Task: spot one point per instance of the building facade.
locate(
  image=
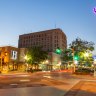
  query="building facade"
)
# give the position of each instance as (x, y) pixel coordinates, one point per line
(50, 40)
(8, 56)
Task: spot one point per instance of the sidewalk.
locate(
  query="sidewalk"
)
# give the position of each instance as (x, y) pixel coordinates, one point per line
(83, 88)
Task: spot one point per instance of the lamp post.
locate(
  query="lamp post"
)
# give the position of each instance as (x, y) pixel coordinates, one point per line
(94, 66)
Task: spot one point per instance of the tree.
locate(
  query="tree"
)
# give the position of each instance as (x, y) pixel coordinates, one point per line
(67, 55)
(80, 48)
(35, 55)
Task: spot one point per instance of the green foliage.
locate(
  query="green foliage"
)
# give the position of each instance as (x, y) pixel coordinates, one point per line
(67, 55)
(80, 48)
(36, 55)
(58, 51)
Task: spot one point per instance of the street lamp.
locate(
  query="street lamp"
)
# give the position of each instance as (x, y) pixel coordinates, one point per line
(94, 66)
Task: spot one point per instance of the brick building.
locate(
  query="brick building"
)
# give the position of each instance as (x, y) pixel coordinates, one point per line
(8, 56)
(48, 39)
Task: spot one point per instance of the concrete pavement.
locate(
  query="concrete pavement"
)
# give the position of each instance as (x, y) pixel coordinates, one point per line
(52, 85)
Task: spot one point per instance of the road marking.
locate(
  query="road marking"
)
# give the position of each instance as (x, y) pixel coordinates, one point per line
(13, 84)
(24, 80)
(47, 76)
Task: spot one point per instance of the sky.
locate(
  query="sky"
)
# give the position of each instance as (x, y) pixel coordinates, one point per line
(75, 17)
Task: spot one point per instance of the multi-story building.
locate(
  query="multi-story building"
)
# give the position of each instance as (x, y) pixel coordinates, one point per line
(48, 39)
(8, 56)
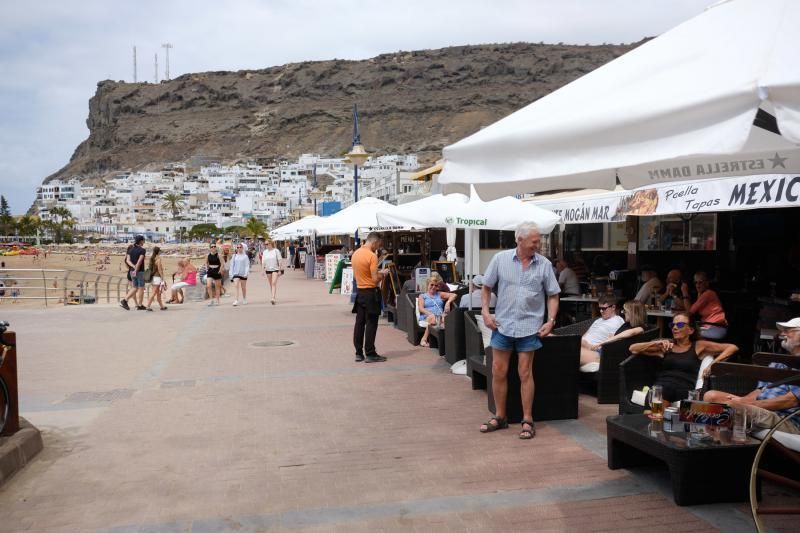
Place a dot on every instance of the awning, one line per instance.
(422, 174)
(687, 197)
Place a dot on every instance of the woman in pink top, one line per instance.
(187, 277)
(713, 324)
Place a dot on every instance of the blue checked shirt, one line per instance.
(769, 392)
(521, 294)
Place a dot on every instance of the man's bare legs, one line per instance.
(525, 369)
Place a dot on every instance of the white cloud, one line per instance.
(53, 52)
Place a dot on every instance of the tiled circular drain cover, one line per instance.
(272, 344)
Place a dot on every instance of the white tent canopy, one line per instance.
(360, 215)
(456, 210)
(677, 108)
(299, 228)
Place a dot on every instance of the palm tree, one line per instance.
(255, 228)
(174, 203)
(27, 225)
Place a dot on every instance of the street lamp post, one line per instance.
(357, 156)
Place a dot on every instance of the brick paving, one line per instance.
(175, 421)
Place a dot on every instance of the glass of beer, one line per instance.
(656, 402)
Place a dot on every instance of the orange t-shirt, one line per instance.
(364, 261)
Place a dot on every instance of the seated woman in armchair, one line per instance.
(433, 304)
(681, 357)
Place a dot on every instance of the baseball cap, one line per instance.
(793, 323)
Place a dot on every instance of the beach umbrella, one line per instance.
(717, 96)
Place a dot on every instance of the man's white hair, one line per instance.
(525, 229)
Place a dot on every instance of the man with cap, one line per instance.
(767, 404)
(651, 285)
(473, 300)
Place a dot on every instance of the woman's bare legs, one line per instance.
(273, 284)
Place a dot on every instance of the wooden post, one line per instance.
(8, 373)
(632, 230)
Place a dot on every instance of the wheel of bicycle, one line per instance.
(760, 510)
(5, 404)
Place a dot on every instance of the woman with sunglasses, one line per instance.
(214, 267)
(271, 262)
(238, 271)
(681, 357)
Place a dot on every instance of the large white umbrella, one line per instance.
(471, 214)
(299, 228)
(677, 108)
(458, 211)
(360, 215)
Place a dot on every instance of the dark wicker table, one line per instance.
(706, 472)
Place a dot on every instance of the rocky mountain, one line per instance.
(408, 102)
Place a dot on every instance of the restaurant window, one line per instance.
(678, 232)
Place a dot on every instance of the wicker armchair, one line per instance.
(613, 354)
(741, 379)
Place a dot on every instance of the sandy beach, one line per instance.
(100, 267)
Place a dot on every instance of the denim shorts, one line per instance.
(522, 344)
(138, 280)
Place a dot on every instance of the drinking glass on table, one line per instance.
(655, 394)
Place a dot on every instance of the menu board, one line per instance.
(331, 261)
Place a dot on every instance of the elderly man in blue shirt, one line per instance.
(524, 281)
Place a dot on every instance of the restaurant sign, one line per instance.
(725, 194)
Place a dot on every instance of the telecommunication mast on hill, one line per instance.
(166, 46)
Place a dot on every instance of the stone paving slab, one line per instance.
(175, 421)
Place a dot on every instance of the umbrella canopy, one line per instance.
(717, 96)
(360, 215)
(456, 210)
(299, 228)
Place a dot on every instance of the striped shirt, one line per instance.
(521, 294)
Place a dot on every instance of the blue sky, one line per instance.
(53, 52)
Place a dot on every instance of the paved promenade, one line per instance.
(179, 421)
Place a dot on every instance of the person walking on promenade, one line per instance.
(214, 267)
(524, 280)
(238, 272)
(135, 262)
(271, 263)
(156, 280)
(367, 306)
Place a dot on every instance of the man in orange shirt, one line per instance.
(368, 299)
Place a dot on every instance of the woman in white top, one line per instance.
(238, 270)
(271, 262)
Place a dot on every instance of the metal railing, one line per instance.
(67, 287)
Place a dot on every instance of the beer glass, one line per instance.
(656, 402)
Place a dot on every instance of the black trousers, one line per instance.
(367, 309)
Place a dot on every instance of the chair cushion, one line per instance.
(591, 367)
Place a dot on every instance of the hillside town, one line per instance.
(165, 204)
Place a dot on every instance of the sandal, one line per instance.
(526, 434)
(500, 423)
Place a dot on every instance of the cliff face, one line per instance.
(408, 102)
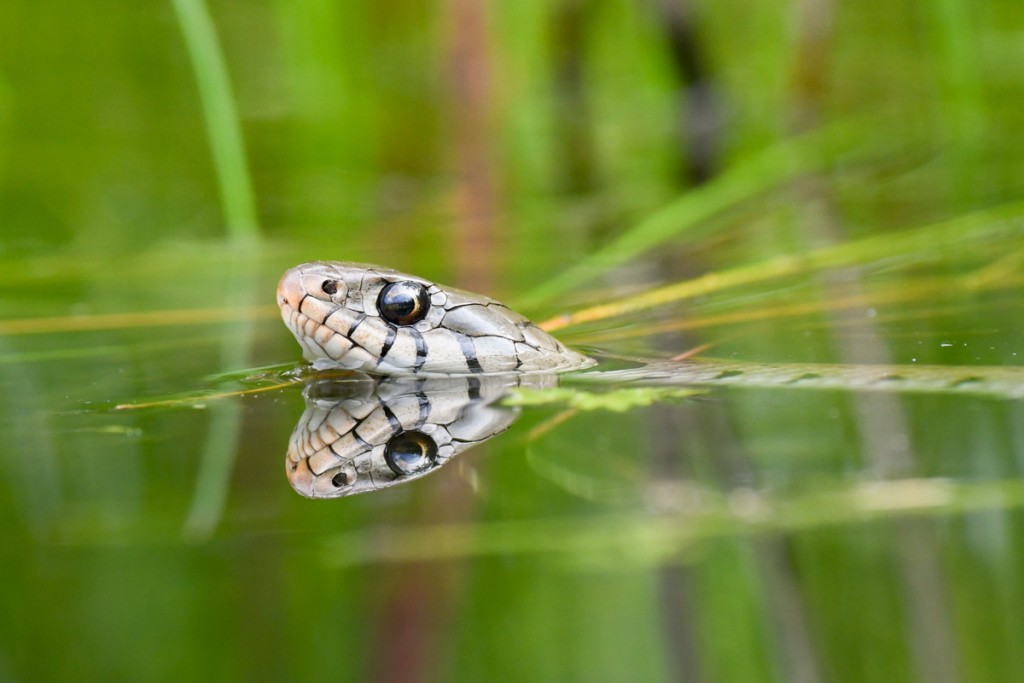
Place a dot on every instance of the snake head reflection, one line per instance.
(359, 433)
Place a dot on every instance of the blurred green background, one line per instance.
(842, 181)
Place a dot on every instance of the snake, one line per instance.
(383, 322)
(360, 433)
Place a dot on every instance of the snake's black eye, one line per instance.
(410, 453)
(403, 303)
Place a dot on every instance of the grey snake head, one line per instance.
(359, 433)
(388, 323)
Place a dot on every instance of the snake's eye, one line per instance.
(410, 453)
(403, 303)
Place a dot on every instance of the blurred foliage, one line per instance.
(802, 181)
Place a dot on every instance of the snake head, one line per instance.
(361, 434)
(387, 323)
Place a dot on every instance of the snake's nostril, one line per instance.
(290, 288)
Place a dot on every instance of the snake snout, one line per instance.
(290, 289)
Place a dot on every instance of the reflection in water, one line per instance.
(360, 433)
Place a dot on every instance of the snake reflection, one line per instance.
(359, 433)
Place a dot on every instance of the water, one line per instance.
(858, 208)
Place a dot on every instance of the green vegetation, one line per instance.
(771, 182)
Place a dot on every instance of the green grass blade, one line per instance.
(221, 118)
(690, 213)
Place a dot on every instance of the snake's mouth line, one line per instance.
(386, 323)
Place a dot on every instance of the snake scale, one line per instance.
(437, 358)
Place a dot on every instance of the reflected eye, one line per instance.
(403, 303)
(410, 453)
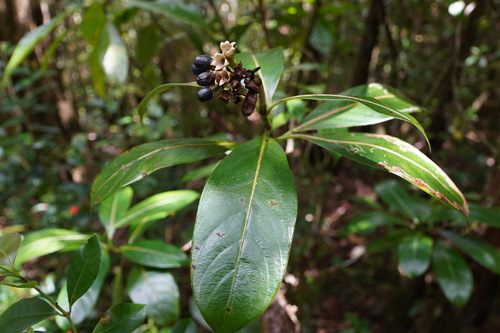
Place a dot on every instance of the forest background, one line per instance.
(64, 115)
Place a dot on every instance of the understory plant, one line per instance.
(247, 212)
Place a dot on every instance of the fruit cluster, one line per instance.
(221, 77)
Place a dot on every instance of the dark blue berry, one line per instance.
(205, 94)
(205, 79)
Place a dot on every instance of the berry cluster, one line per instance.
(221, 77)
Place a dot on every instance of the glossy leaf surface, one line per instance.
(154, 253)
(42, 242)
(482, 252)
(452, 273)
(271, 63)
(339, 113)
(9, 245)
(83, 269)
(142, 160)
(121, 318)
(158, 291)
(25, 313)
(243, 234)
(414, 254)
(397, 157)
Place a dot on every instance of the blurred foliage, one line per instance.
(65, 112)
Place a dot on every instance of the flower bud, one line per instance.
(205, 79)
(205, 94)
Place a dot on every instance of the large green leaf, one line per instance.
(243, 234)
(121, 318)
(156, 207)
(370, 102)
(9, 245)
(142, 160)
(28, 43)
(338, 113)
(41, 242)
(114, 209)
(482, 252)
(158, 291)
(24, 313)
(154, 253)
(414, 255)
(83, 269)
(271, 66)
(397, 157)
(174, 9)
(84, 306)
(452, 273)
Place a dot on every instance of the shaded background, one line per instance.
(63, 117)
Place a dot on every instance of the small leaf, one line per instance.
(243, 234)
(121, 318)
(414, 254)
(141, 108)
(9, 245)
(154, 254)
(28, 43)
(115, 208)
(158, 291)
(271, 67)
(154, 208)
(41, 242)
(480, 251)
(452, 273)
(83, 269)
(115, 59)
(141, 161)
(397, 157)
(25, 313)
(340, 113)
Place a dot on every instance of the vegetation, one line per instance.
(120, 213)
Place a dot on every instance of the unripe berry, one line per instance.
(205, 94)
(205, 79)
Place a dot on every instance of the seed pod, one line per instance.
(205, 94)
(248, 106)
(202, 62)
(205, 79)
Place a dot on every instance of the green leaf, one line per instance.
(372, 103)
(84, 306)
(115, 208)
(158, 291)
(452, 273)
(9, 245)
(243, 234)
(368, 222)
(42, 242)
(397, 157)
(339, 113)
(121, 318)
(414, 255)
(480, 251)
(141, 161)
(83, 269)
(173, 9)
(154, 208)
(271, 63)
(25, 313)
(114, 60)
(154, 253)
(28, 43)
(185, 325)
(141, 108)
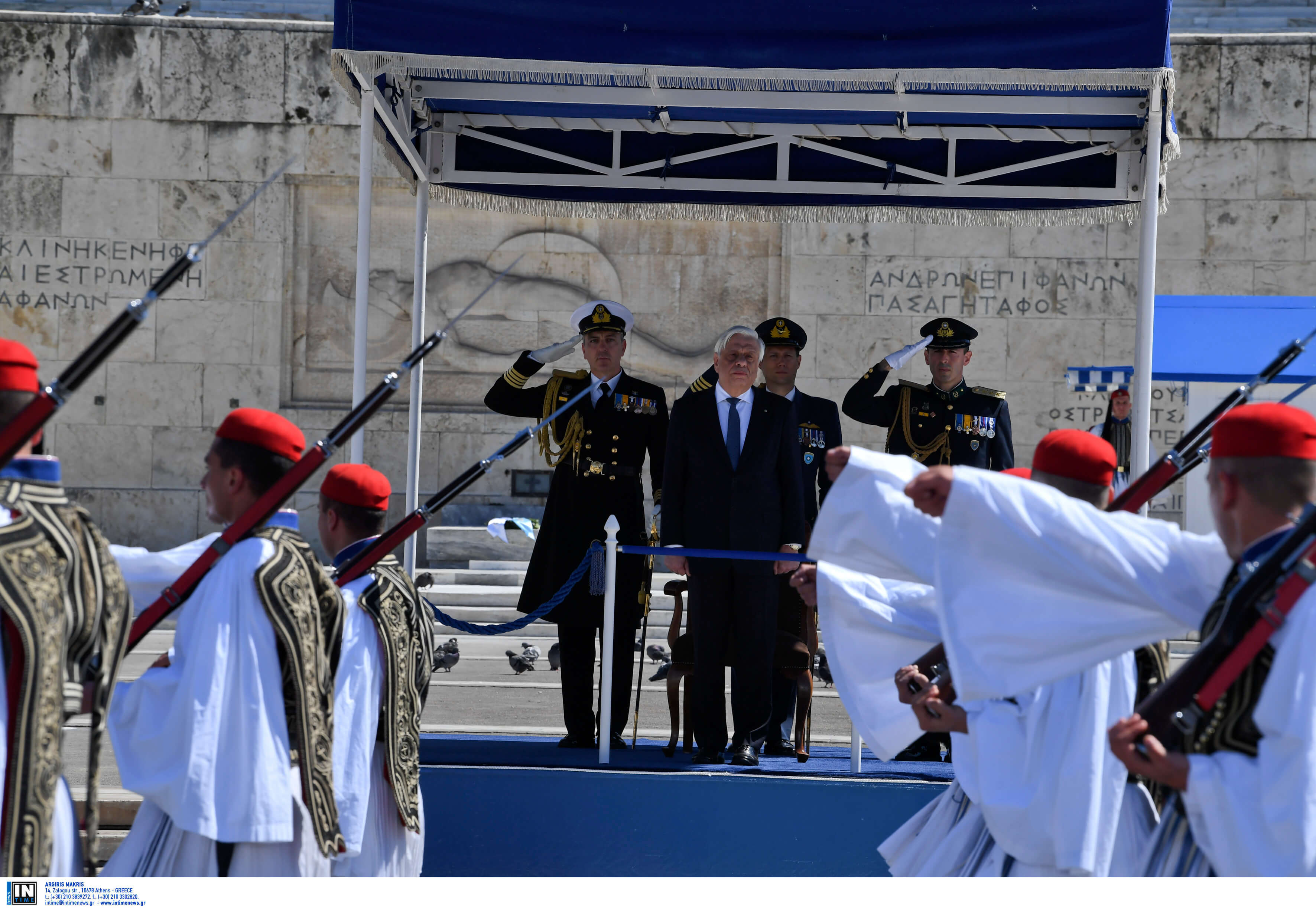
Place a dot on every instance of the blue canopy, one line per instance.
(1229, 339)
(961, 111)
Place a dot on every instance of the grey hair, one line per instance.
(732, 332)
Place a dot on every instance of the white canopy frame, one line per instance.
(423, 144)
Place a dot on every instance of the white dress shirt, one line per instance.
(595, 383)
(744, 407)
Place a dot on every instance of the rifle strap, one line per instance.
(1272, 619)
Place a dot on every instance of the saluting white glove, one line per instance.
(904, 354)
(555, 351)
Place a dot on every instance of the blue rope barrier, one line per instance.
(491, 629)
(714, 553)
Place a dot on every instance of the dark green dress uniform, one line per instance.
(602, 453)
(962, 427)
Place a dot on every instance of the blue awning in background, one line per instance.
(768, 110)
(1229, 339)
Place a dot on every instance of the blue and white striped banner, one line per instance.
(1099, 378)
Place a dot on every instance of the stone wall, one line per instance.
(123, 141)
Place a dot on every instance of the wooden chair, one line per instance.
(793, 657)
(682, 666)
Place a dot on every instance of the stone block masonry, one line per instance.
(121, 141)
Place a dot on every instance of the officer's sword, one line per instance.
(647, 601)
(264, 507)
(55, 395)
(399, 532)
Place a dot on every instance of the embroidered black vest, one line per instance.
(68, 614)
(1229, 726)
(307, 614)
(407, 639)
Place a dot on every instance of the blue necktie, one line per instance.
(734, 432)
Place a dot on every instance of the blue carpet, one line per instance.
(543, 753)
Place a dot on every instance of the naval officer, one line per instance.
(598, 449)
(945, 422)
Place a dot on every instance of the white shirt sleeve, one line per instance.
(356, 714)
(207, 739)
(872, 628)
(869, 525)
(1036, 586)
(1256, 816)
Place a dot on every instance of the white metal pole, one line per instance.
(419, 372)
(357, 449)
(610, 602)
(1147, 293)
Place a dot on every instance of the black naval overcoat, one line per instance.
(599, 475)
(962, 427)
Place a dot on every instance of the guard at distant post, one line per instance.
(598, 449)
(945, 422)
(64, 620)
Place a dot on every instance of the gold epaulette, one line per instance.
(515, 378)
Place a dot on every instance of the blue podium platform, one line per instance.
(519, 806)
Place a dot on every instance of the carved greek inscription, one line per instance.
(65, 273)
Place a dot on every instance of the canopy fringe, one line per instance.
(561, 73)
(1122, 214)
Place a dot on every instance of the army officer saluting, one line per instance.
(945, 422)
(598, 449)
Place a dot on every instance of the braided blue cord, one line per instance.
(490, 629)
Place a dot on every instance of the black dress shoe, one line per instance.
(744, 756)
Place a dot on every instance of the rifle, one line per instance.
(1253, 611)
(1192, 450)
(1194, 447)
(645, 599)
(261, 511)
(398, 533)
(55, 395)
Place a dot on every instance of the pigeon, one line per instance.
(822, 669)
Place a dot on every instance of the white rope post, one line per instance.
(1141, 453)
(357, 449)
(610, 631)
(419, 372)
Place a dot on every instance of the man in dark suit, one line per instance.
(732, 481)
(602, 444)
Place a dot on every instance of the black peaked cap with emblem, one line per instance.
(782, 332)
(602, 319)
(948, 333)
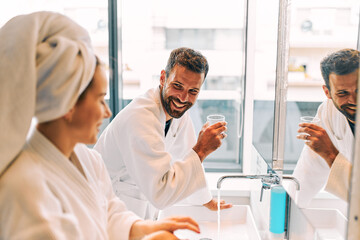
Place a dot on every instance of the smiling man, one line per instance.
(326, 159)
(150, 148)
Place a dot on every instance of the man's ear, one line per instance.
(162, 78)
(327, 92)
(69, 115)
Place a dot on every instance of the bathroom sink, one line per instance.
(317, 224)
(327, 223)
(236, 222)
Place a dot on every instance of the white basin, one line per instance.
(236, 222)
(327, 223)
(317, 224)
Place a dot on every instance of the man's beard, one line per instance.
(167, 105)
(343, 108)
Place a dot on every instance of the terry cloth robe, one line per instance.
(149, 170)
(44, 196)
(313, 172)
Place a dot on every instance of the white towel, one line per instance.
(46, 61)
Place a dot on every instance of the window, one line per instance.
(317, 28)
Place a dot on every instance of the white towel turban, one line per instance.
(46, 61)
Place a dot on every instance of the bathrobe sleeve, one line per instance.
(119, 219)
(339, 178)
(186, 139)
(139, 136)
(313, 172)
(32, 211)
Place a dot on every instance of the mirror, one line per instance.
(317, 28)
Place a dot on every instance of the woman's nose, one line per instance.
(108, 112)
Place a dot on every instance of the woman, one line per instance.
(52, 186)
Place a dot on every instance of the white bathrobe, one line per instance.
(313, 172)
(44, 196)
(148, 169)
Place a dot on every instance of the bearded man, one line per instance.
(150, 148)
(326, 159)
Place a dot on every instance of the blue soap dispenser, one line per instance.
(277, 209)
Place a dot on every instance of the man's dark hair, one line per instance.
(188, 58)
(342, 62)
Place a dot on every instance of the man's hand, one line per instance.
(166, 227)
(210, 139)
(160, 235)
(319, 141)
(212, 205)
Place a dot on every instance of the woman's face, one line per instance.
(90, 111)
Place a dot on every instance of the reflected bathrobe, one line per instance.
(44, 196)
(313, 172)
(148, 170)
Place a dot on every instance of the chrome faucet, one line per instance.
(267, 180)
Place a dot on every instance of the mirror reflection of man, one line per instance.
(326, 159)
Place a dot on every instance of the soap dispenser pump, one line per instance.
(277, 209)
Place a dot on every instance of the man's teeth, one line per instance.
(177, 105)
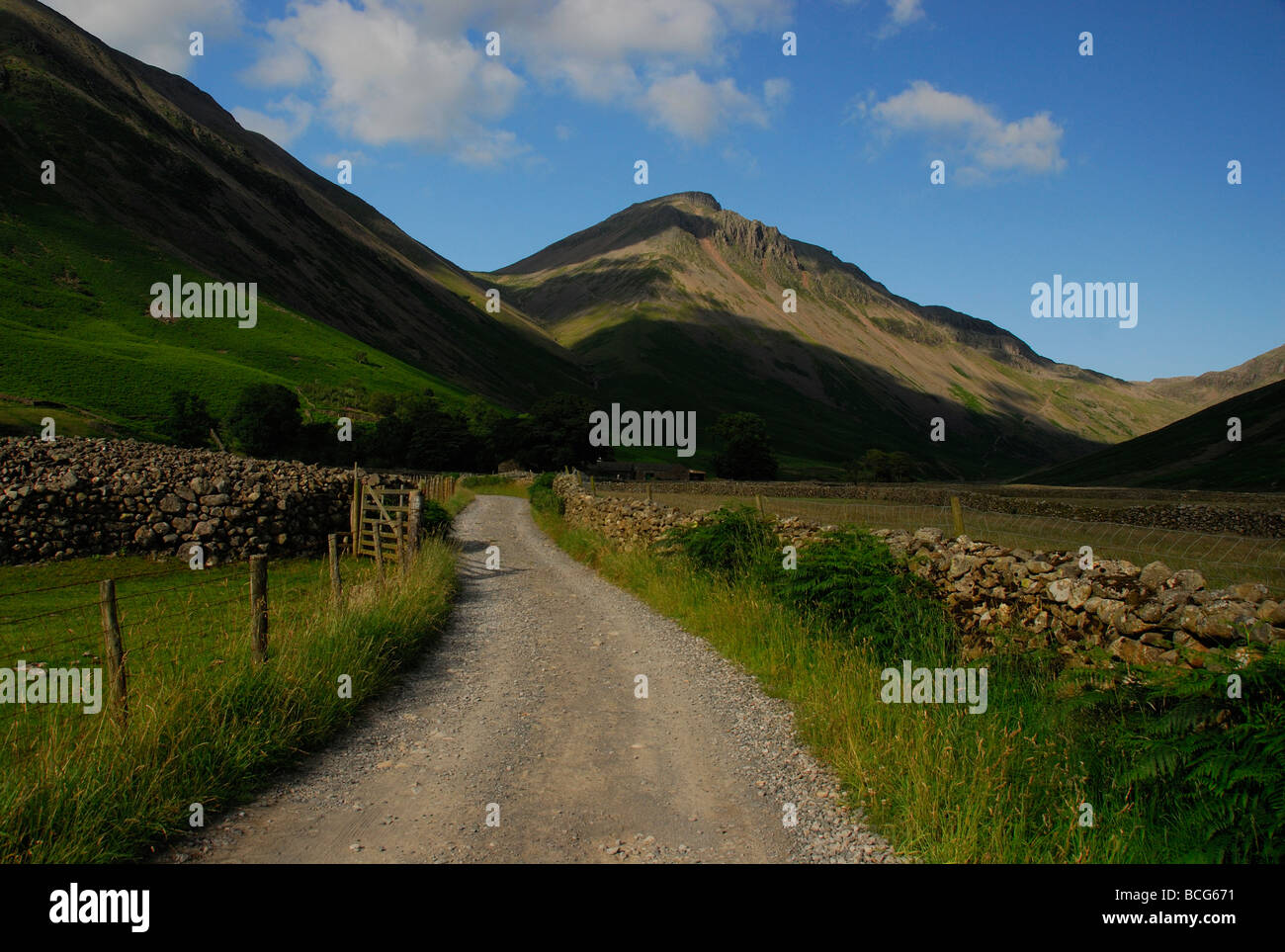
^^^^^^^^
■ **Set exercise**:
Which of the lines above contain the string "Task" with the same capitalization? Collect every one of them in full.

■ **Solution**:
Task: spot one point per instance of the building facade.
Task: spot one point per instance of the sidewalk.
Task: spot one point per instance of the lamp post.
Task: spot one point per instance of the tree.
Task: spot one point per instance of the green foliage.
Task: spot one point per instance of the street lamp.
Task: spot one point per instance of the brick building.
Task: spot one point per instance of the concrete pavement.
Task: spot one point per instance of the road marking.
Task: spot one point per instance of the sky.
Task: spot one point per instance of the multi-story building.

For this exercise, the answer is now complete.